Set of tasks:
**A.** Decide whether each statement agrees with the kitesurfing technique text: (i) in Pic A, Karine has her kite at 11 o'clock; (ii) a front to blind is one and a half front loops; (iii) Ali Barret took first place at a national BKSA event. Answer yes or no for each, and quote the deciding words of the text.
**B.** Repeat word for word the passage of the kitesurfing technique text from "Unfortunately many hooked-in" to "to you Ali!".
**C.** According to the kitesurfing technique text, what injury did Ali Barret have when he placed at the national BKSA event?

Provided text:
Hooked in Front to Blind Kitesurfing Technique

Hooked in Front to Blind

Technique / Intermediate

Introduction

Unfortunately many hooked-in moves are overshadowed by their unhooked cousins. Which is a great shame as they still showcase a lot of technique and can look so smooth. Once again the combinations of moves to and from blind look truly stunning. This was recently showcased by one of Britain’s most stylish riders, Ali Barret, who having broken his hand managed a 3rd place at a national BKSA event pulling all the stops out with a medley of hooked in flair. Hats off to you Ali!

We’ll start with the front to blind as for many it’ll be easiest to get your head around as there is a certain flow to it. To get this dialled you’ll need a decent popped front loop, so no sending of the kite. And of course you’ll need a solid blind.

To build up to this trick we highly recommend practicing a lot of high pops to blind. This will help your blind timing and encourage you to wait! The idea behind this is that often when folk pop to blind they deliberately keep low so that they land in a perfect position. This will not be the case following a front loop. By popping high you will have to wait still travelling forward before you “throw” to blind at the ultimate moment, just before your board hits the deck. Also it will teach you to separate your rotating to blind from your pop, which will mean that you can then add it onto your popped front roll.

All the Important Parts

Pic A. Starting at the beginning, you have to bear away, heading suddenly off the wind for any pop trick and here is no exception. Karine has her kite at 11 o’clock and has pushed her front foot away from her, which helps the kite fall back in the window a tiny bit and allows her to get her body into the perfect position to pop. Front leg straight, bum over back foot, shoulders back and upwind, and head looking forwards. Oh yes and her hands are centred on the bar.

Pic B. Popping into the front loop correctly will make landing blind a whole lot easier. Karine has carved super hard upwind, she has kept the bar in to keep tension on the lines, so the kite will pull her through the move, and as she explodes up off her back leg she consciously pulls on her front hand a bit to stop the kite going up. Being pulled through the move by the kite is so important, as Karine can feel where she is and will have something to physically pull against when she throws to blind. If you dangle under a high kite with loose back lines you may be able to land blind but you will not ride away blind – a big difference.

Pic C. Karine is leading her rotation with her head. As her head comes around Karine can gage where she will land. If she feels like she has too much height she may have to pull on her front hand to correct this. Also the timing of when to throw the blind depends on her height. Keeping her knees up watching where she is going Karine can actually wait in virtual slow mo until she wants to throw the blind.

Pic D. This is the waiting shot and possibly the single most important part of throwing a front to blind, so lets take a moment to understand it. A front to blind is not one and a half front loops, meaning that you should not try to continue rotating from your front loop around to blind. There are two separate movements, you come around the front, focus on where you will land and then whip your legs and hips around to blind, as you practised with your high pop to blind.

In this picture Karine is waiting for a split second to come down a tad as she has more height than in the video. To make it work she keeps the bar in so the kite will pull her downwind with it. This way when she goes blind her feet and board won’t get left upwind, so she wont fall towards the kite. With her front foot held high, she will be able to turn the board to blind when she decides. If you look at the videos you can see that the turn to blind is quick compared with the front rotation.

Rows from a pointing dataset:
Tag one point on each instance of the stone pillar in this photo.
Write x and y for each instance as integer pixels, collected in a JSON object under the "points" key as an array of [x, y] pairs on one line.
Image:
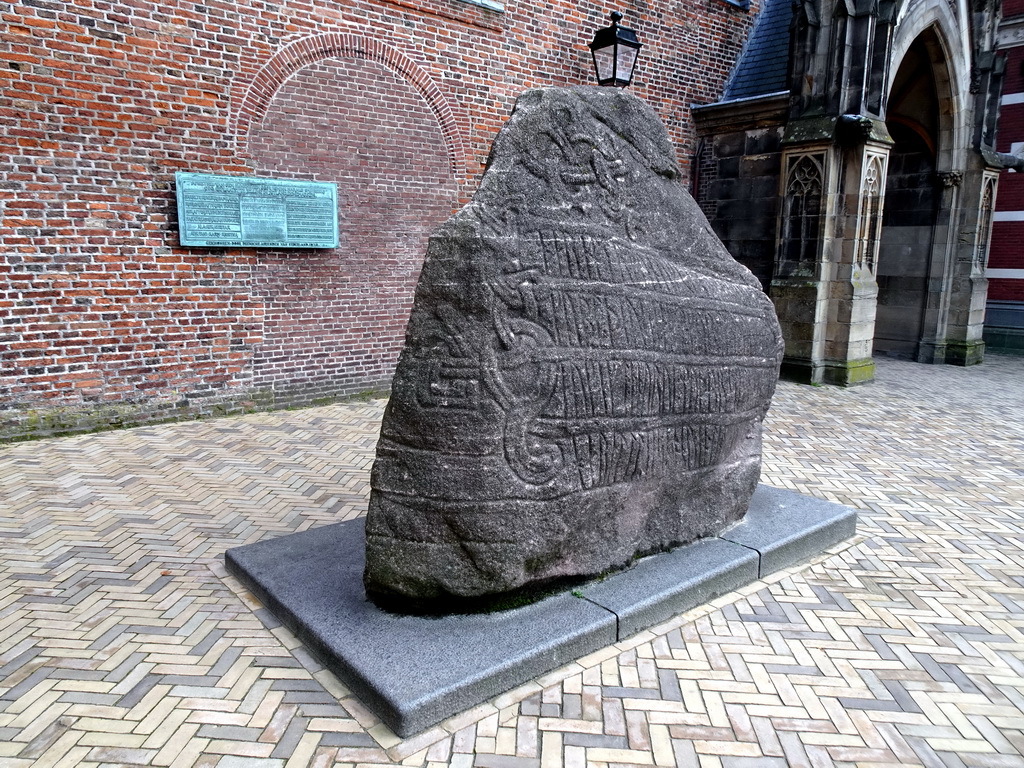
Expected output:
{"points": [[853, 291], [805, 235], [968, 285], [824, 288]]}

...

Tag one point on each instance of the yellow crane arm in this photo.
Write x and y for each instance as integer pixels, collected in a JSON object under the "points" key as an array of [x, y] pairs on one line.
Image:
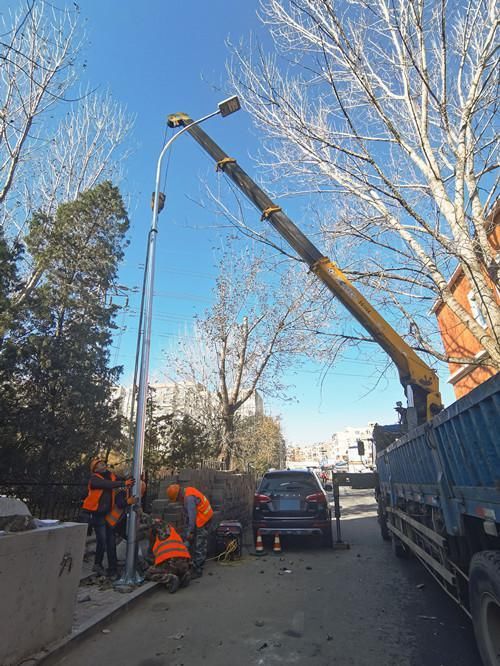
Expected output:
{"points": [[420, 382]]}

Expected answers:
**A.**
(i) Yes: "Karine has her kite at 11 o’clock"
(ii) No: "A front to blind is not one and a half front loops"
(iii) No: "managed a 3rd place at a national BKSA event"

**B.**
Unfortunately many hooked-in moves are overshadowed by their unhooked cousins. Which is a great shame as they still showcase a lot of technique and can look so smooth. Once again the combinations of moves to and from blind look truly stunning. This was recently showcased by one of Britain’s most stylish riders, Ali Barret, who having broken his hand managed a 3rd place at a national BKSA event pulling all the stops out with a medley of hooked in flair. Hats off to you Ali!

**C.** A broken hand.